[Region segmentation data]

########################################

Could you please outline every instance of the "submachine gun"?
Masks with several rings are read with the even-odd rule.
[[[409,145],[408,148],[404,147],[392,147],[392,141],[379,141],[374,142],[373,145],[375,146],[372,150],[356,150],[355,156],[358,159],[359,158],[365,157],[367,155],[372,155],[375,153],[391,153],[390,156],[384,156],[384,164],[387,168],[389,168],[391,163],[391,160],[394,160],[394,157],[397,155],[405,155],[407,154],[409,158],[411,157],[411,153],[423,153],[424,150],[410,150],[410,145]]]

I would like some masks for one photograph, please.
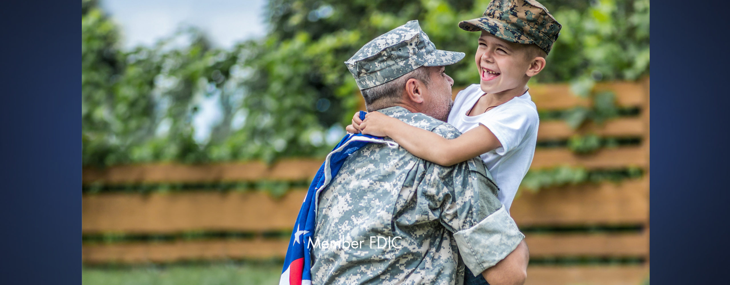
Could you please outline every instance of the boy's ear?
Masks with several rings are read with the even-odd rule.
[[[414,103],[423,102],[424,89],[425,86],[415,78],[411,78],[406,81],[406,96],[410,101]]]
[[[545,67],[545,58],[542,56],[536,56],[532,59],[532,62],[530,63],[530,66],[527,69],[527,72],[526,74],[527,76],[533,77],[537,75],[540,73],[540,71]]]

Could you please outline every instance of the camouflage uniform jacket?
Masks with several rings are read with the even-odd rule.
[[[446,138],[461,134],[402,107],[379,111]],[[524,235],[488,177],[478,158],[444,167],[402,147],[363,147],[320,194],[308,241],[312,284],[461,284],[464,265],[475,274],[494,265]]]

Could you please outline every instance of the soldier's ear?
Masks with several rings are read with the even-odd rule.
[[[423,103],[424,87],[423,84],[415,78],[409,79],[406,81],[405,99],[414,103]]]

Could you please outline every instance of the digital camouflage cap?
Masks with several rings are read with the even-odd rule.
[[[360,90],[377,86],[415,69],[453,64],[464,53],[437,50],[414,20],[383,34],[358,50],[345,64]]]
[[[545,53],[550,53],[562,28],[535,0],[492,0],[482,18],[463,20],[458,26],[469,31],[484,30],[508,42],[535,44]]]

########################################

■ **What to produce**
Retype every line of the listing above word for word, leaving out the pictures.

■ **Completed task**
Could you please outline every instance of the "submachine gun"?
Masks with several rings are read with the even-odd rule.
[[[409,145],[408,148],[404,147],[392,147],[392,141],[379,141],[374,142],[373,145],[375,146],[372,150],[356,150],[355,156],[358,159],[359,158],[365,157],[367,155],[372,155],[375,153],[391,153],[390,156],[384,156],[384,164],[387,168],[389,168],[391,163],[391,160],[394,160],[394,157],[397,155],[405,155],[407,154],[409,158],[411,157],[411,153],[423,153],[424,150],[410,150],[410,145]]]

I would like some masks for one photograph, please.
Could you please outline every instance of the boy's ear?
Masks with several rings are read with the even-odd rule.
[[[414,103],[423,102],[424,89],[425,86],[415,78],[411,78],[406,81],[406,96],[410,101]]]
[[[545,67],[545,58],[542,56],[536,56],[532,59],[532,62],[530,63],[530,66],[527,69],[527,72],[526,74],[527,76],[533,77],[537,75],[540,73],[540,71]]]

Could you please outline every instance of the camouflage uniform jacket?
Masks with several rings are read with the even-odd rule.
[[[446,138],[461,134],[402,107],[379,111]],[[524,235],[488,177],[478,158],[444,167],[402,147],[363,147],[320,194],[308,241],[312,284],[461,284],[464,265],[475,274],[494,265]]]

Could you please outline every instance of the soldier's ear?
Masks with several rings are read with the even-odd rule.
[[[423,103],[424,87],[423,84],[415,78],[409,79],[406,81],[405,99],[414,103]]]

Could you please outline every instance of the digital camouflage cap?
Masks with several rings are read with the even-odd rule.
[[[360,90],[377,86],[415,69],[453,64],[464,53],[437,50],[414,20],[383,34],[358,50],[345,64]]]
[[[545,53],[550,53],[562,28],[535,0],[492,0],[482,18],[463,20],[458,26],[469,31],[484,30],[508,42],[535,44]]]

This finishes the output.